Start of Supplied text

Bad Poetry and Bad Politics

In response to a reporter, acting chief of citizenship and immigration Ken Cuccinelli revised the Emma Lazarus poem carved on the pedestal of the Statue of Liberty. As a refresher, here’s the pertinent section from the original text:

“Give me your tired, your poor,
Your huddled masses yearning to breathe free,
The wretched refuse of your teeming shore.
Send these, the homeless, tempest-tost to me,
I lift my lamp beside the golden door
.”

from The New Colossus by Emma Lazarus

And here is the updated Cuccinelli version:

Give me your tired, your poor
Who can stand on their own two feet
And who will not become a public charge.

Ken Cuccinelli, acting chief of citizenship and immigration

It doesn’t exactly trip off the tongue, does it?

Cuccinelli is rewriting poetry in an effort to justify the latest immigration policy from the Trump administration. In a nutshell, it boils down to this: if you aren’t one hundred percent self-sufficient and independent, go away.

It’s bad policy and bad poetry.

Ken Cuccinelli, not a poet.

What’s next for Cuccinelli, I wonder? He could revise Langston Hughes’s iconic poem “Let America Be America Again.” All he has to do is edit out a few inconvenient stanzas to make the poem read as a rallying cry for the MAGA crowd.

Perhaps he’ll rewrite Allen Ginsberg’s “Howl” with scenes of stock market tycoons and Big Pharma opioid pushers contemplating Top 40 pop tunes. He could swap out Walt Whitman’s “barbaric yawp” with Tucker Carlson’s incessant squawk and reinterpret Maya Angelou’s “Caged Bird” as an aspirational poem for refugee children being held in squalid conditions at the southern border. Sing, children, sing!

End of Supplied text
Start of Data extract

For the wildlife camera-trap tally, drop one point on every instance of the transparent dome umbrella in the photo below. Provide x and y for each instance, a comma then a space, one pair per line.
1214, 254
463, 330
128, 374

End of Data extract

Exercise aim
Carry on the essay about Ken Cuccinelli's revision of the Emma Lazarus poem, beginning after its last sentence.

Task response
Really, the possibilities are staggering.

Poetry reveals truth with powerful imagery and beautiful language. We should be listening to poets and reading poetry. It will make us better—more empathetic, more aware, more compassionate. And there are plenty of contemporary poets penning stanzas of truth. Read them. Buy their collections. Share their words. Try Rebecca Morgan Frank’s stunning and distinctly American collection Sometimes We Are All Living in a Foreign Country. Or, pick up Aimee Nezhukumatathil’s Oceanic for a wide and wonderful view of the natural world. Or head over to YouTube and watch Crystal Valentine perform “I Am Black Before Woman in February.”

We need more poetry and we need more poets, but we don’t need men like Ken Cuccinelli delivering bad policy and bad poetry to our nation. The words Cuccinelli delivers are unpoetic and un-American. We can and should drown him out with a better message.